Transcribe exactly every line from the one containing "Can you find the glove" down to the final line of the listing below, including both, and leave out the rest.

** TASK INPUT follows **

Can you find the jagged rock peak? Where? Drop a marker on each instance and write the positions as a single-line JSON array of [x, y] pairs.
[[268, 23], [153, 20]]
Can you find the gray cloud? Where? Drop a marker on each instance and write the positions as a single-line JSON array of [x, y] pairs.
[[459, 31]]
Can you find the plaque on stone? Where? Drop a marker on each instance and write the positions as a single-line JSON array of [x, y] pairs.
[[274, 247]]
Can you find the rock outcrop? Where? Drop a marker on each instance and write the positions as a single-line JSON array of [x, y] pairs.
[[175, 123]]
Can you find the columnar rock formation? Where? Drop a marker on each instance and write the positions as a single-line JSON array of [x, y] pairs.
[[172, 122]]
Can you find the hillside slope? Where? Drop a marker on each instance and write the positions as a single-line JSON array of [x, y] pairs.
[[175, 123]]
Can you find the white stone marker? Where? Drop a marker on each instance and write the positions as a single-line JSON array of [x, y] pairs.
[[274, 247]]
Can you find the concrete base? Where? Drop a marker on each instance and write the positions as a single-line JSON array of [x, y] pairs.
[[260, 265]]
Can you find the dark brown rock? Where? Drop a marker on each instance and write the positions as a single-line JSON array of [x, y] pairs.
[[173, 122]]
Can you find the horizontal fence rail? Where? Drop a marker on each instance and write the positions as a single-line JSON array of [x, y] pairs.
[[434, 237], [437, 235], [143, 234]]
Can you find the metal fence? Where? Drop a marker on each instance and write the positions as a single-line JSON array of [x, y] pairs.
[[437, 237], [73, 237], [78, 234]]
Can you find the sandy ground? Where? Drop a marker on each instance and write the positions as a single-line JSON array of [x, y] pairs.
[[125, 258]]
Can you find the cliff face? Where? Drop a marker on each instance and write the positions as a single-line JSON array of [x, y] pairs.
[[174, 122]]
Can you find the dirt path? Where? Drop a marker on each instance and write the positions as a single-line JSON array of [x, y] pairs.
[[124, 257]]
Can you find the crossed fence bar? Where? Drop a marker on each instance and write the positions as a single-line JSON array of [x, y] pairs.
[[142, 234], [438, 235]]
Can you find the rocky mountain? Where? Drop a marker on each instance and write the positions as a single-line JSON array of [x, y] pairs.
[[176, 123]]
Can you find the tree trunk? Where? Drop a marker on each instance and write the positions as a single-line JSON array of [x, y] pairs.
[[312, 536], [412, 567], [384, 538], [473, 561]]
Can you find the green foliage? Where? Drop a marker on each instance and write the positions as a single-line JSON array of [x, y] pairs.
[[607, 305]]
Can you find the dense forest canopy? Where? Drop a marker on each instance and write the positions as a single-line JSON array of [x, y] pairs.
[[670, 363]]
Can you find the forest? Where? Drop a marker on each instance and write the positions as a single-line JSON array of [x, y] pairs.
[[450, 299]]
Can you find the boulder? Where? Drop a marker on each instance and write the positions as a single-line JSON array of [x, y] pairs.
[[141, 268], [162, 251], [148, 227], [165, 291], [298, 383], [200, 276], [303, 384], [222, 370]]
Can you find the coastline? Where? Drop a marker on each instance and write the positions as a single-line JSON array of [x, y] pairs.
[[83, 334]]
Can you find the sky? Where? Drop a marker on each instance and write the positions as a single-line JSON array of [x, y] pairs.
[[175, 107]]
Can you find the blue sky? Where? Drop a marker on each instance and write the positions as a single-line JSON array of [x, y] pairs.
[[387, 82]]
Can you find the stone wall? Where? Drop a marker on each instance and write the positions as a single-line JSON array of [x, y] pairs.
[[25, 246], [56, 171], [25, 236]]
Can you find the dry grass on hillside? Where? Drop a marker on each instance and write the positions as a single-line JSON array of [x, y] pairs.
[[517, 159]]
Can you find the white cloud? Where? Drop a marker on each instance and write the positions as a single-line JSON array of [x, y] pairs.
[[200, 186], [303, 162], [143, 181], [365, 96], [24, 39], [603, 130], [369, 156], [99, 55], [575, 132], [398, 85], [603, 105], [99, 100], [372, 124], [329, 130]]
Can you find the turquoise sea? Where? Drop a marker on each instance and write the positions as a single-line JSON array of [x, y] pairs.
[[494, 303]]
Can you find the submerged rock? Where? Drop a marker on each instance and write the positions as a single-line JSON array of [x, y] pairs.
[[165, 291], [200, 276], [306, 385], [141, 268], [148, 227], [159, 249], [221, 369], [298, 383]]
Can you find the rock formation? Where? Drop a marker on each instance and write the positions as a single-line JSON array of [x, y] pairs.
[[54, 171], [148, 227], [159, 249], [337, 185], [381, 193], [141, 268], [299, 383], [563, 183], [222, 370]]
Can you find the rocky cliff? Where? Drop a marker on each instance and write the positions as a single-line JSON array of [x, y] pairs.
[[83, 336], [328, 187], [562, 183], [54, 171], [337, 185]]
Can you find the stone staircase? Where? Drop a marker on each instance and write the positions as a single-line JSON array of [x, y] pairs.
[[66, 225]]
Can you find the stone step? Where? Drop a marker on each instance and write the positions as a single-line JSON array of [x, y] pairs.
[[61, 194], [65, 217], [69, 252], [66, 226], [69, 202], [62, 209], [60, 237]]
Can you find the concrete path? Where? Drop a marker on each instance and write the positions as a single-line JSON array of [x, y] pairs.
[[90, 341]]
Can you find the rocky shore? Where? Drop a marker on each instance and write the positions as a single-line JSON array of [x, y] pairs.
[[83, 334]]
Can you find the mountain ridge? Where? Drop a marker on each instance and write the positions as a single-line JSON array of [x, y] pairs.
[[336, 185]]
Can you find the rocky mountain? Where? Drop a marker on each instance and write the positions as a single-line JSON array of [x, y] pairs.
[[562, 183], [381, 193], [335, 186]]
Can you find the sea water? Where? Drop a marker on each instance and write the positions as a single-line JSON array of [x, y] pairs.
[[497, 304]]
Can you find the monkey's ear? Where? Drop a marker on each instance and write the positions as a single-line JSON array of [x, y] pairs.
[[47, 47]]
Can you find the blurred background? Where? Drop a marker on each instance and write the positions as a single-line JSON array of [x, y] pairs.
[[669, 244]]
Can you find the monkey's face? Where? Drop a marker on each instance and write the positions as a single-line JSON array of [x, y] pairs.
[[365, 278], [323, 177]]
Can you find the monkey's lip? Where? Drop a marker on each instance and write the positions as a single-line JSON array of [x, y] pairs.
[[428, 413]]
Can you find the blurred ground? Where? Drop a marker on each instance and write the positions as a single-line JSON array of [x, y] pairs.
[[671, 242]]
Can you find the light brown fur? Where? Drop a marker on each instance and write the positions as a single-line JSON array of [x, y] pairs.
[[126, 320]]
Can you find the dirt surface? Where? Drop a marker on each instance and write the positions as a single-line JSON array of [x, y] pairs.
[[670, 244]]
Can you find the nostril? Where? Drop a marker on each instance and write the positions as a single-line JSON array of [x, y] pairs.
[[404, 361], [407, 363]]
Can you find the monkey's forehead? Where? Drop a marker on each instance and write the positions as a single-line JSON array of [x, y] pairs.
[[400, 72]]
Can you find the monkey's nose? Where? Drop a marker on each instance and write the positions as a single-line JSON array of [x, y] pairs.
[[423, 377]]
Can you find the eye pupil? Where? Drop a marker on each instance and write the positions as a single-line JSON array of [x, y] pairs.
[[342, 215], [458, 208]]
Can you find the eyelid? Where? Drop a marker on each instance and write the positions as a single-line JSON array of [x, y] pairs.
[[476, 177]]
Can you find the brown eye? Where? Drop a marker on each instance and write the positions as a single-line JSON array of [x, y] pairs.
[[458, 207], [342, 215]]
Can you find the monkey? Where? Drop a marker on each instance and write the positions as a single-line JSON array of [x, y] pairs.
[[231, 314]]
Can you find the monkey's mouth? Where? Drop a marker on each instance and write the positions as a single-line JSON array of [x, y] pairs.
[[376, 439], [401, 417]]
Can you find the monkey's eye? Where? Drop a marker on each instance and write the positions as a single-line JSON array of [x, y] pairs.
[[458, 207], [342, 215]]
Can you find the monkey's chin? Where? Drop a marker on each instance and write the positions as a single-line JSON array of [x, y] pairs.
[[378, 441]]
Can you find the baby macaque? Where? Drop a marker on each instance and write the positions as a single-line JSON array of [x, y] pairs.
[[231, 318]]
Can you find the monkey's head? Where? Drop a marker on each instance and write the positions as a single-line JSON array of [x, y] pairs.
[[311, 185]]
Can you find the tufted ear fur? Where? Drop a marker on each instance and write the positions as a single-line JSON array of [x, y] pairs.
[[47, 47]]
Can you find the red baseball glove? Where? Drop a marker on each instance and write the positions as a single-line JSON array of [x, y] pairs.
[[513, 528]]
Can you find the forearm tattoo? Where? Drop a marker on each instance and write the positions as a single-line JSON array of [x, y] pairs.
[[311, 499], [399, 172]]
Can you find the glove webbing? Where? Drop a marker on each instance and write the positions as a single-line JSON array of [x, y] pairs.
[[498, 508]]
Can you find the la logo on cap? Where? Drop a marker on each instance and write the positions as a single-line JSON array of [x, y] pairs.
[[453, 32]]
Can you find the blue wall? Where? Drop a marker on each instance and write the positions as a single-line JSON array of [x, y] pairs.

** End of TASK INPUT **

# YOUR RESPONSE:
Can you find the glove webbing? Where? Drop a marker on each instance and write the positions as a single-line JSON array of [x, y] pairs.
[[498, 508]]
Can you find the la logo on cap? Where? Drop a marker on each instance and write the positions as a single-line JSON array of [x, y] pairs.
[[453, 32]]
Can you find the blue wall? Where? Drop a marker on each instance and write the positions as a single-line JSON array of [x, y] pairs.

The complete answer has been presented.